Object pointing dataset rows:
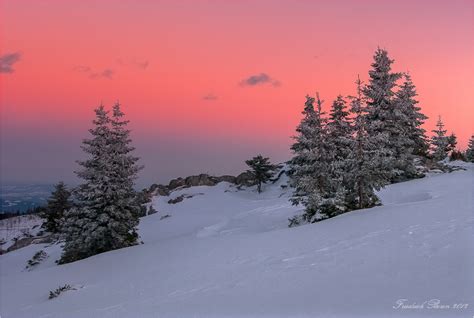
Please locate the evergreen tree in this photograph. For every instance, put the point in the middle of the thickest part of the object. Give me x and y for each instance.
(386, 123)
(312, 166)
(367, 161)
(439, 142)
(58, 202)
(107, 214)
(307, 139)
(407, 104)
(340, 130)
(261, 169)
(452, 143)
(470, 150)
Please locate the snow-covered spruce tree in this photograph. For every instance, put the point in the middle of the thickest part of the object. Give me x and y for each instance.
(439, 142)
(340, 130)
(107, 215)
(312, 166)
(262, 170)
(406, 102)
(366, 163)
(58, 202)
(452, 143)
(386, 123)
(470, 150)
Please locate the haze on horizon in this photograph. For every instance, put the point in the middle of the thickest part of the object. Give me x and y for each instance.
(208, 84)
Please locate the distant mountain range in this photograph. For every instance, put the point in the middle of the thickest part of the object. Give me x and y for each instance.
(21, 197)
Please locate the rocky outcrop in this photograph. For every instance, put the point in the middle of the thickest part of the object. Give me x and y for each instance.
(245, 178)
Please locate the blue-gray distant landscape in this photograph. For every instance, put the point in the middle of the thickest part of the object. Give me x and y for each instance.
(20, 197)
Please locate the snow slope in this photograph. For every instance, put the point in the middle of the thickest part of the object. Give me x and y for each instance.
(229, 253)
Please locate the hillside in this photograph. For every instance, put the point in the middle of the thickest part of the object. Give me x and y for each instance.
(225, 252)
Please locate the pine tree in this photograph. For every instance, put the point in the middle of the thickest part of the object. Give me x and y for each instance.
(307, 138)
(340, 130)
(386, 124)
(365, 164)
(470, 150)
(58, 202)
(261, 169)
(452, 143)
(407, 104)
(439, 142)
(107, 215)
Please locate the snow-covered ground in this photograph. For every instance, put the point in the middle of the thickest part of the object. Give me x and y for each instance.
(229, 253)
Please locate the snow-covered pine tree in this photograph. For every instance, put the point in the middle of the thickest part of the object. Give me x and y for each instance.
(124, 208)
(312, 166)
(366, 163)
(262, 170)
(387, 124)
(340, 130)
(302, 163)
(406, 103)
(340, 139)
(439, 142)
(470, 150)
(106, 216)
(58, 202)
(452, 143)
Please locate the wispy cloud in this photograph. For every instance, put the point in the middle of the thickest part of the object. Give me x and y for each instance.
(141, 64)
(7, 61)
(259, 79)
(106, 73)
(210, 97)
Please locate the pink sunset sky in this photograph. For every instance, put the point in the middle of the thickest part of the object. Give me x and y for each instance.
(208, 84)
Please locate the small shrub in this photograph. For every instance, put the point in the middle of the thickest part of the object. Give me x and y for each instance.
(55, 293)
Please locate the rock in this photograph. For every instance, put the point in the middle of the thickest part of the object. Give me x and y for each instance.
(20, 243)
(202, 179)
(176, 200)
(226, 178)
(176, 183)
(43, 240)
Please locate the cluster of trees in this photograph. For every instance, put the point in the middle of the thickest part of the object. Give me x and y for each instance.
(261, 169)
(102, 213)
(368, 141)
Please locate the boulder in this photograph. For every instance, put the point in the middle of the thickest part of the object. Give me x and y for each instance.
(245, 178)
(202, 179)
(176, 183)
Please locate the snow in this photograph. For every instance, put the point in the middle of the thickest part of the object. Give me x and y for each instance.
(229, 253)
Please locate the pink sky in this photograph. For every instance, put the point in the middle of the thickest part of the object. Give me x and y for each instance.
(161, 59)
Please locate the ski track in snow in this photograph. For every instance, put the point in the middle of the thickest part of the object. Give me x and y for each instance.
(229, 253)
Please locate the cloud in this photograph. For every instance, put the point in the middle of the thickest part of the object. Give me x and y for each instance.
(106, 73)
(141, 64)
(7, 61)
(210, 97)
(259, 79)
(83, 69)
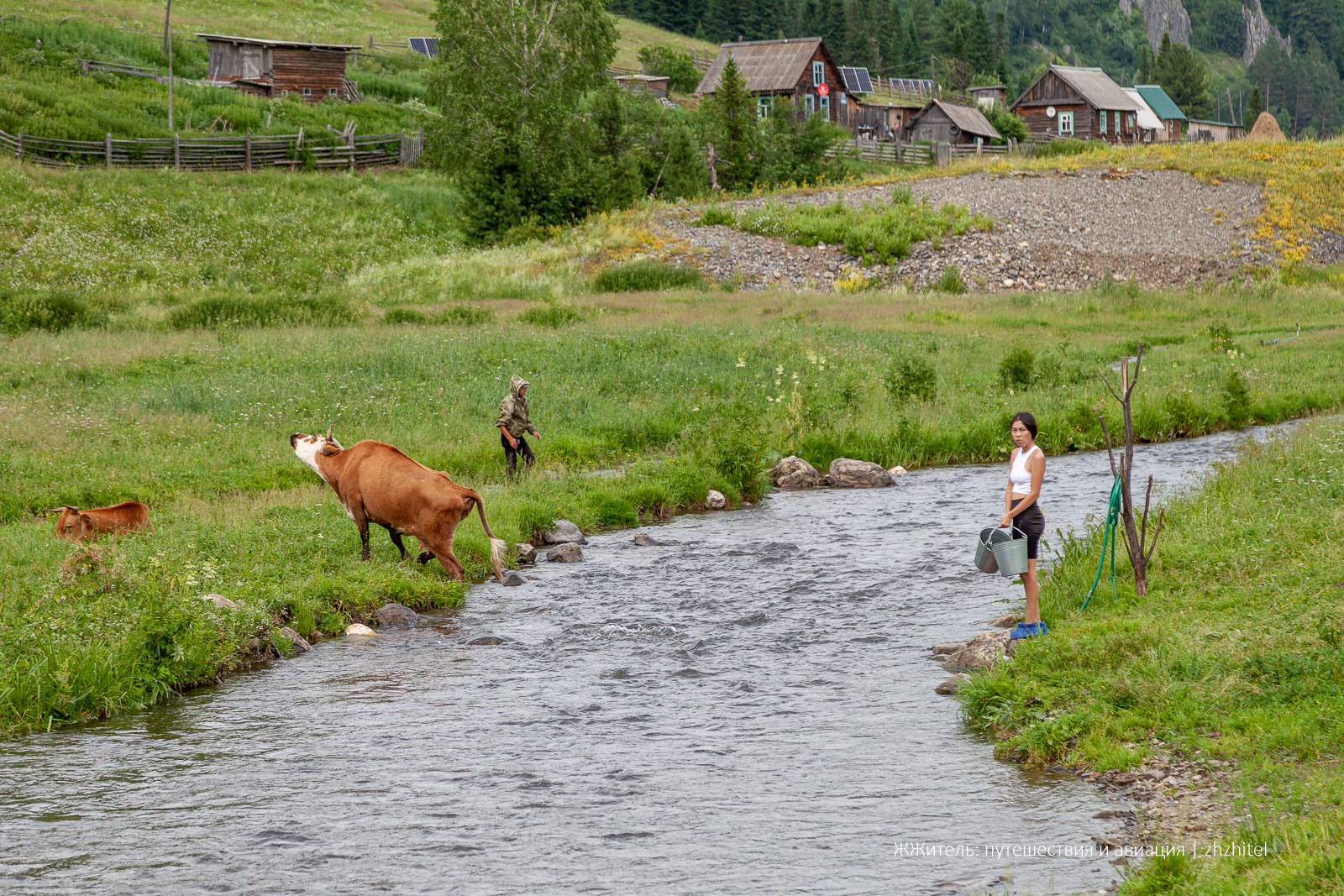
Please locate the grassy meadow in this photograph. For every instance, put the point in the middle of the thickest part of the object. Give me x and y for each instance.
(1236, 654)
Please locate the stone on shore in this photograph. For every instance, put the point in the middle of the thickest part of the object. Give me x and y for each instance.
(394, 614)
(297, 641)
(953, 684)
(564, 532)
(846, 473)
(981, 652)
(568, 553)
(793, 473)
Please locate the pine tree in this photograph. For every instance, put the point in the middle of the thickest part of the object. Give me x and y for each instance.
(1183, 76)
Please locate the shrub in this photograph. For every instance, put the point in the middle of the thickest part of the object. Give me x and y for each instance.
(554, 315)
(645, 275)
(911, 376)
(51, 312)
(1018, 367)
(952, 281)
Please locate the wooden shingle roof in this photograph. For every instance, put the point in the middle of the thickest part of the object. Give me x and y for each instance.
(766, 65)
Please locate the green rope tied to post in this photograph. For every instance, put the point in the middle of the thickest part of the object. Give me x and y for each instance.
(1108, 537)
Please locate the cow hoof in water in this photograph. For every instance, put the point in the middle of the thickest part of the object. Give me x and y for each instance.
(394, 614)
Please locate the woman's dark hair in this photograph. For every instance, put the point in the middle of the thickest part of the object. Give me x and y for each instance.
(1027, 419)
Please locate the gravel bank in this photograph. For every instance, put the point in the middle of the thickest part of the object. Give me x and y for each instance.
(1053, 231)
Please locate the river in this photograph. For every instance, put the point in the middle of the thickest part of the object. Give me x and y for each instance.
(746, 711)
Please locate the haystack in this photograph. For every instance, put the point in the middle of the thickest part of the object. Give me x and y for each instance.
(1267, 129)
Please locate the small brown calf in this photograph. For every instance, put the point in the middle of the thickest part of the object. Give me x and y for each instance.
(87, 526)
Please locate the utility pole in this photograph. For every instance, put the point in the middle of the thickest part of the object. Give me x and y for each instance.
(168, 53)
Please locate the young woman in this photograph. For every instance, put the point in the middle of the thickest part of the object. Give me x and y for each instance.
(1025, 474)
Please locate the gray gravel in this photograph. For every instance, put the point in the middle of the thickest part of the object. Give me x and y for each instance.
(1054, 230)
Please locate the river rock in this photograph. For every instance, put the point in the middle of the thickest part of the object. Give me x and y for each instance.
(952, 684)
(394, 614)
(793, 473)
(568, 553)
(564, 532)
(296, 640)
(981, 652)
(846, 473)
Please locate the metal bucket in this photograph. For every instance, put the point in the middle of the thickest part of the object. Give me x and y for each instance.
(1011, 553)
(984, 548)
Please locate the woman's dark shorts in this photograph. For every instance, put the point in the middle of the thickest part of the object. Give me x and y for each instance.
(1032, 523)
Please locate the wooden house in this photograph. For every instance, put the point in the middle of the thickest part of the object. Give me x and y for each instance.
(1168, 113)
(942, 121)
(1077, 102)
(280, 67)
(797, 70)
(656, 85)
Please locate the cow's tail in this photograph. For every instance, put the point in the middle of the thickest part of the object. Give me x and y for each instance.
(497, 546)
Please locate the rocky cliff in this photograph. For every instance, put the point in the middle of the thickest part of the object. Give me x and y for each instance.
(1162, 16)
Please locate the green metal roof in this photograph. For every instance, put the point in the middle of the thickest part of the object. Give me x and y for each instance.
(1160, 102)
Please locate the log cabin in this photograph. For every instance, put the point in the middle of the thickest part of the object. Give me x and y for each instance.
(1082, 103)
(269, 69)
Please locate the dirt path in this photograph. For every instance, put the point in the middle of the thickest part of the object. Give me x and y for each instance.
(1057, 231)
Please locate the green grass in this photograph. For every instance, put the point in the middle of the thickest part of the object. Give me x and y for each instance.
(880, 231)
(1242, 631)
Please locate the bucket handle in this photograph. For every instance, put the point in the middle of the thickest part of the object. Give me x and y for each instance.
(1005, 527)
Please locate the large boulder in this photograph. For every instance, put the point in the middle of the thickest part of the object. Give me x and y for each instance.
(793, 473)
(564, 532)
(394, 614)
(981, 652)
(846, 473)
(569, 553)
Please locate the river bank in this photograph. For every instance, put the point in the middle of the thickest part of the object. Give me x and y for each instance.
(1211, 705)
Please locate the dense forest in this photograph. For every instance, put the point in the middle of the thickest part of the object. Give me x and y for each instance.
(963, 42)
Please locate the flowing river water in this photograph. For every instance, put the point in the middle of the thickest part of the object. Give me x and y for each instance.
(746, 711)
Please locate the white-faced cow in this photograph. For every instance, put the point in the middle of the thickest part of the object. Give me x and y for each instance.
(87, 526)
(380, 484)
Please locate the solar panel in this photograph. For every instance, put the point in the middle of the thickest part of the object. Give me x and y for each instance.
(425, 46)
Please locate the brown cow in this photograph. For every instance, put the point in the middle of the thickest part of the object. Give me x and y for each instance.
(380, 484)
(87, 526)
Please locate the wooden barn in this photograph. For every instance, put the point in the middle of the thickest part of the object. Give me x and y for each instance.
(797, 70)
(1077, 102)
(280, 67)
(942, 121)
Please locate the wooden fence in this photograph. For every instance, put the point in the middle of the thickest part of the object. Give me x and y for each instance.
(218, 154)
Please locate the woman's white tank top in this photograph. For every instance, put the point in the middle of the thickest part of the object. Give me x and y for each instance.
(1019, 474)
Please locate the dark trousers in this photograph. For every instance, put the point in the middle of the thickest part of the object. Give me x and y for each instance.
(511, 454)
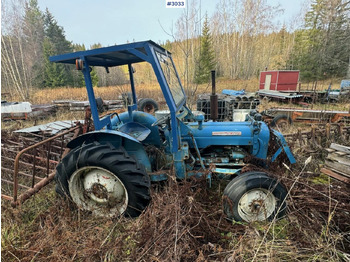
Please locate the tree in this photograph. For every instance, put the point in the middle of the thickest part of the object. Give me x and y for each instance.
(322, 47)
(206, 61)
(56, 43)
(33, 34)
(54, 73)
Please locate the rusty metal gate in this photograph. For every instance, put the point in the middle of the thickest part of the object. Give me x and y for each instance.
(28, 162)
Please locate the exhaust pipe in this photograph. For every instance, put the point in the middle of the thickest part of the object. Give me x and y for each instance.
(213, 99)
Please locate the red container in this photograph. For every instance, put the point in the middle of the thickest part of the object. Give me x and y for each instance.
(281, 80)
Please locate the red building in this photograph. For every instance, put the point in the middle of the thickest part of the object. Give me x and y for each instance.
(280, 80)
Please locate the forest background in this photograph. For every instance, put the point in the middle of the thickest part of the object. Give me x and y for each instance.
(239, 40)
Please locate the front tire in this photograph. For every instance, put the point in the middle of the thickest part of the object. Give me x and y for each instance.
(254, 197)
(104, 180)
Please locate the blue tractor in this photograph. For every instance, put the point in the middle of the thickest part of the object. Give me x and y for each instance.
(109, 171)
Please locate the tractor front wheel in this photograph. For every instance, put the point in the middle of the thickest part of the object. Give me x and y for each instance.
(254, 197)
(104, 180)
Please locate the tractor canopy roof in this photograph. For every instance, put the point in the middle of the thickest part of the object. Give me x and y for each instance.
(113, 55)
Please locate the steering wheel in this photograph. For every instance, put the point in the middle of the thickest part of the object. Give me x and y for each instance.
(161, 120)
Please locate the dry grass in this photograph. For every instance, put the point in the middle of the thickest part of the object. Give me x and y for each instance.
(185, 222)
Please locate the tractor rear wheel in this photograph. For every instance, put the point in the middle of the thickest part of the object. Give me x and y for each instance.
(254, 197)
(104, 180)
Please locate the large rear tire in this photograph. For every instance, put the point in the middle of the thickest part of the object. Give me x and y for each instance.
(104, 180)
(254, 197)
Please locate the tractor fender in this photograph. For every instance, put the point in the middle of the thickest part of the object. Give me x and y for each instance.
(146, 120)
(117, 139)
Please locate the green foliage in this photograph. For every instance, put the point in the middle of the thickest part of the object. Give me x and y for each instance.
(206, 61)
(54, 74)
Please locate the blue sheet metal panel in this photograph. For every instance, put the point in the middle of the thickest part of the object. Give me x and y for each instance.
(175, 133)
(108, 56)
(144, 119)
(229, 133)
(284, 146)
(98, 123)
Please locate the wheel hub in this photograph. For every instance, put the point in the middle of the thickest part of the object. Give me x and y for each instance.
(98, 190)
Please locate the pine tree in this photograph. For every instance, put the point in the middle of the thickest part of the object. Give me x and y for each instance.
(322, 48)
(206, 61)
(54, 73)
(56, 43)
(33, 34)
(78, 77)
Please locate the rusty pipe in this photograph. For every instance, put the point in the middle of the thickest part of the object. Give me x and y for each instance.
(16, 164)
(214, 111)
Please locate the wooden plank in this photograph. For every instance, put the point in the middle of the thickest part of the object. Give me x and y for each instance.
(341, 148)
(337, 166)
(335, 175)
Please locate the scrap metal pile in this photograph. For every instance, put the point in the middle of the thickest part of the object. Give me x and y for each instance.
(29, 159)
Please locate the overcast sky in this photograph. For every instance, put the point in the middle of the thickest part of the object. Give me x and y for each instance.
(112, 22)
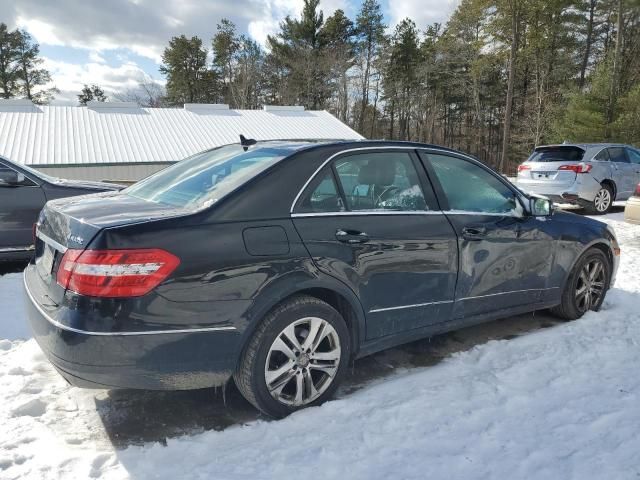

**Do this**: Find every line in the material above that contains the word "cloud" and copy each one. Case counts.

**Answer for this exercise**:
Please locate the wispy cloud in this photograph. For every instance, put the point in the middle of the thickest part of the object. Give me x and y for each instance.
Please locate the cloud in this photograph. For every instance, put the point in the middle of the thickest part of the object. Give me x and y for each instance.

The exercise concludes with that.